= Directions for this task =
Exact copy, no pictures: set down every entry below as written.

(Records contained in a dataset)
########

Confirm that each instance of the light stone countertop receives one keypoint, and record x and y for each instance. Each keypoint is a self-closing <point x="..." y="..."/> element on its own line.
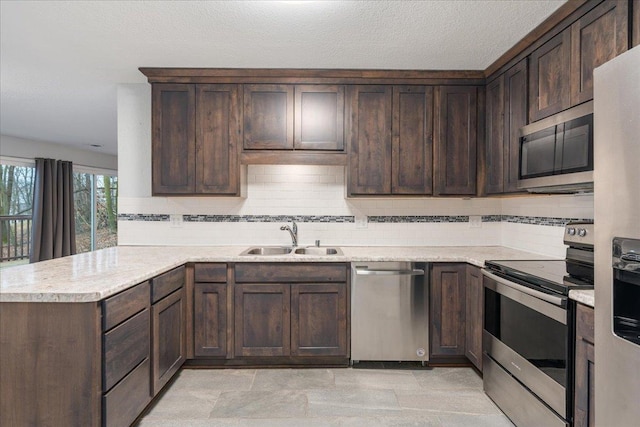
<point x="93" y="276"/>
<point x="584" y="296"/>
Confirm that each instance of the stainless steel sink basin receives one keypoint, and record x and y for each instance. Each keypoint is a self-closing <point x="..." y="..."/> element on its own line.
<point x="268" y="250"/>
<point x="315" y="250"/>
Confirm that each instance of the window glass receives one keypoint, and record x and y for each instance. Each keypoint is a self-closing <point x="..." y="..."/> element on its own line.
<point x="82" y="195"/>
<point x="16" y="199"/>
<point x="106" y="211"/>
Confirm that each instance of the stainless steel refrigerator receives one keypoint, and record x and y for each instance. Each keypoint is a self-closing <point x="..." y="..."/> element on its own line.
<point x="617" y="214"/>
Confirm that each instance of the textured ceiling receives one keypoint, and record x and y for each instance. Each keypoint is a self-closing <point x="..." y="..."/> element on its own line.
<point x="61" y="61"/>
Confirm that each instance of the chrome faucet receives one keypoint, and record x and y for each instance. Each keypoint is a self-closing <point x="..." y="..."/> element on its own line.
<point x="293" y="230"/>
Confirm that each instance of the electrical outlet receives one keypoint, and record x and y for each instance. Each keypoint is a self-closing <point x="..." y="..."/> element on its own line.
<point x="176" y="220"/>
<point x="475" y="221"/>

########

= Finished task =
Confirm that each instance of the light stone countertop receives one keypoint, and record x and y for each instance. Each keypoint is a self-closing <point x="..." y="..."/> element on its own line.
<point x="93" y="276"/>
<point x="584" y="296"/>
Confirm that each instance of the stainless steel sink basin receives one keypoint, and record x and y for each instance. Each keypoint is a self-closing <point x="..." y="..."/> element on its own line.
<point x="268" y="250"/>
<point x="315" y="250"/>
Confirm that each instance of the window glass receives one keypoint, and record x and y for each instance. Each keypoint is a self-closing <point x="..." y="..."/> element on its own line.
<point x="82" y="195"/>
<point x="16" y="199"/>
<point x="106" y="211"/>
Confirm that each instance of the stainless steel refrigerator receives one keypoint, and record x and y for each instance. Each keypoint is a self-closing <point x="..." y="..."/> element on its own line.
<point x="617" y="214"/>
Confirm that each instance of the textured ceiling receives one keypoint, and record x and y for each instance. Each keypoint is a self-closing <point x="..." y="..."/> element on its own line.
<point x="61" y="61"/>
Confirm that each instance of the chrome faucet receives one keypoint, and record x and y for each instance. Each keypoint is a self-closing <point x="..." y="..."/> element on its own line.
<point x="293" y="230"/>
Confirm that each instance of the electrical outlet receives one keypoint, and record x and y for each instance. Each keypoint is a self-closing <point x="..." y="..."/> element on its own line.
<point x="176" y="220"/>
<point x="475" y="221"/>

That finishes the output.